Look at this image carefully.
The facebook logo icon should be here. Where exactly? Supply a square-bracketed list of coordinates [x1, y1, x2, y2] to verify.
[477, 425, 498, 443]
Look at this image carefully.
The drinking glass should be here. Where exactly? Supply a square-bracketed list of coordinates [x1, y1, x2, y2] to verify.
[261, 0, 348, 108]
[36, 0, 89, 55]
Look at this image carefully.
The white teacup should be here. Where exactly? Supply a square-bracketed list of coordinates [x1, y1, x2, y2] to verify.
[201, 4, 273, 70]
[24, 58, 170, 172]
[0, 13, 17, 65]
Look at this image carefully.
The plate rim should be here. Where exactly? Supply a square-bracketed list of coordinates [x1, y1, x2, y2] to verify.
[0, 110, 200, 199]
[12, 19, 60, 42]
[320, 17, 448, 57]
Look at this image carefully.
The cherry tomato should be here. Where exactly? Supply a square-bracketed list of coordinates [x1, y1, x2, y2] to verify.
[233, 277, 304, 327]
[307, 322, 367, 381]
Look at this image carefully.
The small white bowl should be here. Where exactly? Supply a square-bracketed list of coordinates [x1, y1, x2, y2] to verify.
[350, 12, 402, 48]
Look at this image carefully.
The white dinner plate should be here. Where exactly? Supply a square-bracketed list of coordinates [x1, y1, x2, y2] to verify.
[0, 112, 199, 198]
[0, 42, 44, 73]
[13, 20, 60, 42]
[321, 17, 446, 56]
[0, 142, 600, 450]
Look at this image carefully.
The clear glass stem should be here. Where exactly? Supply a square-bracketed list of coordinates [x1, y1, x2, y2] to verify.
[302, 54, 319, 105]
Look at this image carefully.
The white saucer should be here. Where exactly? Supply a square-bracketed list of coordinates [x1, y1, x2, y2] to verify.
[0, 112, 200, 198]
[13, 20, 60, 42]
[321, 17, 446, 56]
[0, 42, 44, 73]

SHORT EXERCISE
Rewrite all of the records above, changing every "Supply" to "Provide" and leaving everything else unchanged.

OUTPUT OF THE EXERCISE
Look at this image carefully.
The facebook logo icon should be here. Where exactly? Provide a square-bracketed list of coordinates [x1, y1, x2, y2] to verify.
[477, 425, 498, 443]
Look at this image carefully.
The drinking glass should be here. Where exactly? Provide a square-bracketed list of coordinates [x1, y1, x2, y2] to verify.
[261, 0, 348, 108]
[36, 0, 89, 55]
Look at this image carefully.
The white teacup should be here. Where exactly? Provide a square-bracketed list of coordinates [x1, y1, x2, y2] to verify.
[201, 4, 273, 70]
[24, 58, 170, 172]
[0, 13, 17, 65]
Look at this image carefully.
The plate rim should be here. Where exactly? Provide a square-bracketed list of coordinates [x1, y1, x2, y2] to verify.
[0, 110, 200, 199]
[12, 19, 60, 42]
[320, 17, 448, 57]
Look at this image carefully.
The cherry tomato should be here. Where exactly? Provide a square-bracketed list of coordinates [x1, y1, x2, y2] to verify.
[233, 277, 304, 327]
[307, 322, 367, 381]
Look at this image carefully.
The small white bowl should be here. Where exactly? Provide a square-bracketed list of coordinates [x1, y1, x2, y2] to verify.
[350, 12, 402, 48]
Look at this image carefully.
The white dinner plate should be here. Where exactly? Provide a square-bracketed list of coordinates [x1, y1, x2, y2] to verify.
[0, 112, 199, 198]
[0, 42, 44, 73]
[13, 20, 60, 42]
[321, 17, 446, 56]
[0, 142, 600, 450]
Look at this image carefully.
The clear glass stem should be here. Where exactly? Provide a square-bracketed list of coordinates [x1, y1, x2, y2] to verify.
[302, 54, 319, 105]
Look at this image carefully.
The white saucer should be here. Where exactly? Provide a square-bracketed list of coordinates [x1, y1, x2, y2] to verify.
[0, 112, 200, 198]
[13, 20, 60, 42]
[321, 17, 446, 56]
[0, 42, 44, 73]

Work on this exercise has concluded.